» **Texto proporcionado**
- - - - - - -

La economía o la tacañería, motivos para no interesarse por investigar el ébola

Pep Montserrat

En su artículo de 1928 Hombres vs. insectos, el filósofo Bertrand ­Russell advirtió:

“Si los seres humanos, en su furia contra sus semejantes, invocan la ayuda de los insectos y de los microorganismos (como harán, sin duda, si hay otra guerra), no es en modo alguno improbable que los insectos sean al cabo los únicos vencedores”.

Russell acertó de pleno. Mientras escribía su artículo, los japoneses comenzaban su propio programa de armas biológicas, investigando con esporas de una bacteria llamada ántrax, que produce necrosis en el corazón y los pulmones. Durante la II Guerra Mundial, los aliados produjeron bombas con agentes patógenos, aunque no llegaron a lanzarlas. A finales de los setenta, una planta de ántrax de la Unión Soviética sufrió un escape y mató a más de sesenta personas. En el año 2001, poco después de la caída de las Torres Gemelas, una serie de envíos de sobres con esporas en Estados Unidos hizo temer que los terroristas de Al Qaeda tuviesen acceso a armamento bacteriológico. Este mismo año, el jefe de la Dirección Nacional de Inteligencia de Estados Unidos declaró que Siria podría desarrollar armas biológicas para reemplazar a las químicas.

- - - - - - -

» **Los datos**

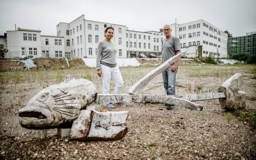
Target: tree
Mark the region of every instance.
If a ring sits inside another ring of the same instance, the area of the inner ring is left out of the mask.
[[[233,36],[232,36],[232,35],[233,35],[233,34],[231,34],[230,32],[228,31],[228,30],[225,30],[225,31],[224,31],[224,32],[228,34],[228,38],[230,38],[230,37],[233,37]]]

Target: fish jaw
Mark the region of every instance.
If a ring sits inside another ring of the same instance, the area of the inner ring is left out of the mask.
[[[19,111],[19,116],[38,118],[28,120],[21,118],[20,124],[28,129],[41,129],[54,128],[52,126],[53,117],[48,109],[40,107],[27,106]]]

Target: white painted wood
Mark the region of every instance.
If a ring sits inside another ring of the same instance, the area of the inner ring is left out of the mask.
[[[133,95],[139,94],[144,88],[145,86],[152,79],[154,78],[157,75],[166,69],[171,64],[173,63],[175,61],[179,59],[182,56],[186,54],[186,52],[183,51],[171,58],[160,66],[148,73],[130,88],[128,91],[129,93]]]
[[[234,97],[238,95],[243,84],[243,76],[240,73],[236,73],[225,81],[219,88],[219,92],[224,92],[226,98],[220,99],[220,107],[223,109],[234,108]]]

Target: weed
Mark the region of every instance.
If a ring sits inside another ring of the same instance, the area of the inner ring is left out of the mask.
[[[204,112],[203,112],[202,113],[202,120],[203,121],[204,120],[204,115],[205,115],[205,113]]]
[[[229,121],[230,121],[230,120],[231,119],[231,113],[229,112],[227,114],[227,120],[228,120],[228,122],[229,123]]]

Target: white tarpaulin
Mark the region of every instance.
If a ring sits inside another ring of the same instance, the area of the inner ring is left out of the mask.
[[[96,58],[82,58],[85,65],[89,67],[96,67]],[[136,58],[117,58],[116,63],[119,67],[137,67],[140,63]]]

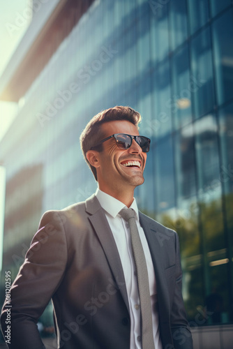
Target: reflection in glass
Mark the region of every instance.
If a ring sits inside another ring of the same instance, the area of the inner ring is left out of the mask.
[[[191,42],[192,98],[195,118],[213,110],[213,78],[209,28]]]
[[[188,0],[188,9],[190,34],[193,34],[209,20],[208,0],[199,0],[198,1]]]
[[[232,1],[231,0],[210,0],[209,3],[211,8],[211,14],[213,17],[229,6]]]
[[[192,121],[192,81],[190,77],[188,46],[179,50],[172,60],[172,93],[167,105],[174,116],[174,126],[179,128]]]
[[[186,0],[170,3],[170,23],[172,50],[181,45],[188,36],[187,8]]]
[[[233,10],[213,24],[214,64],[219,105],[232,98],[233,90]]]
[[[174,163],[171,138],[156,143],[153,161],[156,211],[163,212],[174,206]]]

- - - - - - -

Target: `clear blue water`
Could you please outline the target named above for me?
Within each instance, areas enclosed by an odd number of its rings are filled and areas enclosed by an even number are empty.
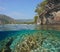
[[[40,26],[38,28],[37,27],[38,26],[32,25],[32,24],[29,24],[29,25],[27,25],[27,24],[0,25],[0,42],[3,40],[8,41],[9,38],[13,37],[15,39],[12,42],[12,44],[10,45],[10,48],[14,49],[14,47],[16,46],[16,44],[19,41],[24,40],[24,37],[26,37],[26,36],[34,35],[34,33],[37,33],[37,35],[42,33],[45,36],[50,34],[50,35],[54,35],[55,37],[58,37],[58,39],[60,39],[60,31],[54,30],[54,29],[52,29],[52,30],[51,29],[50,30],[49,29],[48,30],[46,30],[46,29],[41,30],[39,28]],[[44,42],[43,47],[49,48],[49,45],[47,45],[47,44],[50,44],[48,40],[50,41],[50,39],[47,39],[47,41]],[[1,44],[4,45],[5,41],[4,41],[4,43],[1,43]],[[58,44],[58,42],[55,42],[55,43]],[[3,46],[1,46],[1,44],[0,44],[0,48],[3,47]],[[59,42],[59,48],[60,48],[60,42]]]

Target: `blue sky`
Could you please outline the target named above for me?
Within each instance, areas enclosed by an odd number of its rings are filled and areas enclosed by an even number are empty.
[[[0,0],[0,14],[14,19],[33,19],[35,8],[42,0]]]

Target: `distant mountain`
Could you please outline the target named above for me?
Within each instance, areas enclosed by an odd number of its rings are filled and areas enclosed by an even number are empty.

- - - - - - -

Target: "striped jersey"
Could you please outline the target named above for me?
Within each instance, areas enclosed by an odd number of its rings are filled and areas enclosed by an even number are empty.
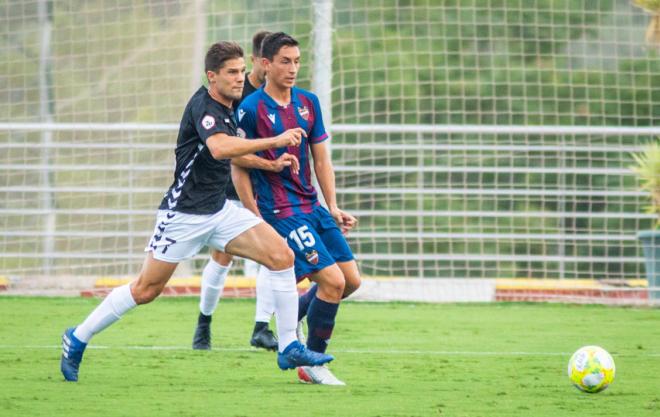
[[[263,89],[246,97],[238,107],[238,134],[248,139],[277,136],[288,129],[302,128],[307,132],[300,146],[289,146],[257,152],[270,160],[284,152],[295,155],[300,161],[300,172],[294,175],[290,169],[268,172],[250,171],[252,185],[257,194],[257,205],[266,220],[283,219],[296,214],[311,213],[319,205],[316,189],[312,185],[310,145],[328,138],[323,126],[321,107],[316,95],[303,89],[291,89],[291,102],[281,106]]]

- - - - - - -

» **Instrucciones**
Continúa el artículo sobre el ébola y las armas biológicas a partir de su última oración.

» **Respuesta**
Por suerte, los Gobiernos nunca se han vuelto tan locos. Las víctimas del armamento biológico no han alcanzado hasta hoy las cifras espeluznantes de las armas nucleares o convencionales. El mundo no ha sufrido –que sepamos– masacres masivas con bacterias.

Lamentablemente, eso no significa que estemos a salvo. La epidemia de ébola de este año nos ha hecho temblar más que el ántrax. Nunca antes un virus tan letal había infectado a tanta gente. Mientras escribo estas líneas, la cifra de víctimas en Liberia, Guinea y Sierra Leona ya ha pasado de los 9.000, la mitad de los cuales han muerto. En Occidente ya han aparecido los primeros casos de contagiados in situ, que no han viajado a África. La Organización Mundial de la Salud considera esta epidemia la mayor emergencia de salud pública moderna y prevé picos de entre 5.000 y 10.000 infectados por semana.

A primera vista, el ébola tiene más aspecto de plaga bíblica que de error humano. No es el producto de un trabajo científico, como las armas bacteriológicas. No parece culpa nuestra. Es culpa de Dios. O de la fatalidad. Pero eso es solo a primera vista.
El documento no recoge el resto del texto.